▶ [Requirements]: Print the records below word for word, but leave out the pictures.
━━━━━ Input material
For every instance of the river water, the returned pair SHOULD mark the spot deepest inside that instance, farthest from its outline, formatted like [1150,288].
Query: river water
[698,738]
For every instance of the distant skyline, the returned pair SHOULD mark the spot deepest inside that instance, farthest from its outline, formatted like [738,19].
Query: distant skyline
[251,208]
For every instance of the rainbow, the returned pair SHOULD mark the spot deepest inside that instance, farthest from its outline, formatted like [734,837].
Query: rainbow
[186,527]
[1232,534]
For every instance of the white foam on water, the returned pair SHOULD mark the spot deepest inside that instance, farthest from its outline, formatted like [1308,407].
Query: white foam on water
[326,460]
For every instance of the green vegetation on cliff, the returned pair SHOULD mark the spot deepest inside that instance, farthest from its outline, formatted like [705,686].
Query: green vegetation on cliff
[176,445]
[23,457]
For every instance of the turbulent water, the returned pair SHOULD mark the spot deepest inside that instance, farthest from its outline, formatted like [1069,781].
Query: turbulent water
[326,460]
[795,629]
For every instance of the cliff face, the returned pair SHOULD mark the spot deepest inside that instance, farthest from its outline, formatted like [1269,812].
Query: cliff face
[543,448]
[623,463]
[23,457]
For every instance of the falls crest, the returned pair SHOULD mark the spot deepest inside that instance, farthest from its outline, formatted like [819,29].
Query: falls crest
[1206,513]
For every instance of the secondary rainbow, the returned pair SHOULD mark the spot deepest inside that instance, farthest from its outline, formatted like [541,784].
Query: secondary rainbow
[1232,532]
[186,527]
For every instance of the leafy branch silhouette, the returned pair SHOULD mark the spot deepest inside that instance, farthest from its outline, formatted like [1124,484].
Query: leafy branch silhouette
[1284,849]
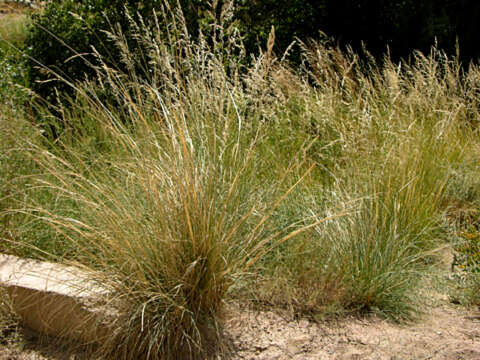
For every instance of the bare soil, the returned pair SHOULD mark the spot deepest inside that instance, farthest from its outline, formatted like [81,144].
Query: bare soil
━━━━━━━━━━
▶ [Response]:
For every instance of the river water, the returned pair SHOULD mark the spot deepest inside that instance, farthest from its outline, formatted like [1150,288].
Query: river water
[698,738]
For every instance of the distant skyline, the returned pair SHOULD mark the spot deepest inside that instance, farthest from its outline, formatted like [738,19].
Query: distant skyline
[251,208]
For every instance of the rainbow, the returned pair SHOULD mark the spot deepest inside that instance, farthest from its outline, formatted like [734,837].
Query: rainbow
[186,527]
[1232,534]
For every instance of the white foam on water, the returned pair SHOULD mark the spot deepest inside that instance, farthest from its outline, formatted like [1308,407].
Query: white foam on water
[326,460]
For every instance of the green vegetation on cliff, the returned pair SHOULD mark the spot deepest inside that instance, farthest from its outline, formatted like [705,686].
Query: green vegetation on cliff
[176,445]
[23,457]
For every instance of the turbulent water, the returned pair SHOULD mark the spot deepest inside that instance, farthest from its outline, formatted like [1069,781].
Query: turbulent water
[326,460]
[795,629]
For every instance of the cliff face, the returned pair SHOULD mark the spot deepest inside that instance, farthest from its outline, formatted like [1269,812].
Query: cliff face
[543,448]
[623,463]
[23,457]
For every instance of the falls crest, the returned pair SHOULD mark the spot deepest inside that instance, farthest from its outline, formatted like [819,29].
Query: falls crest
[1206,513]
For every instance of the secondary rainbow, the returned pair SHOULD mark the spot deepest inside that instance, farthest from its outline, formatted like [541,784].
Query: secondary rainbow
[1232,532]
[186,527]
For every instance of the leafy branch silhouette, the returned pair SHOULD mark the spot deepest inside that instance, farthest from its outline, formatted like [1124,484].
Query: leafy branch silhouette
[1284,849]
For every instance of the bare soil, the returned pair SHOULD mark the spot deepest inside that instance, farthest from its outline, formatted like [81,144].
Query: bare soil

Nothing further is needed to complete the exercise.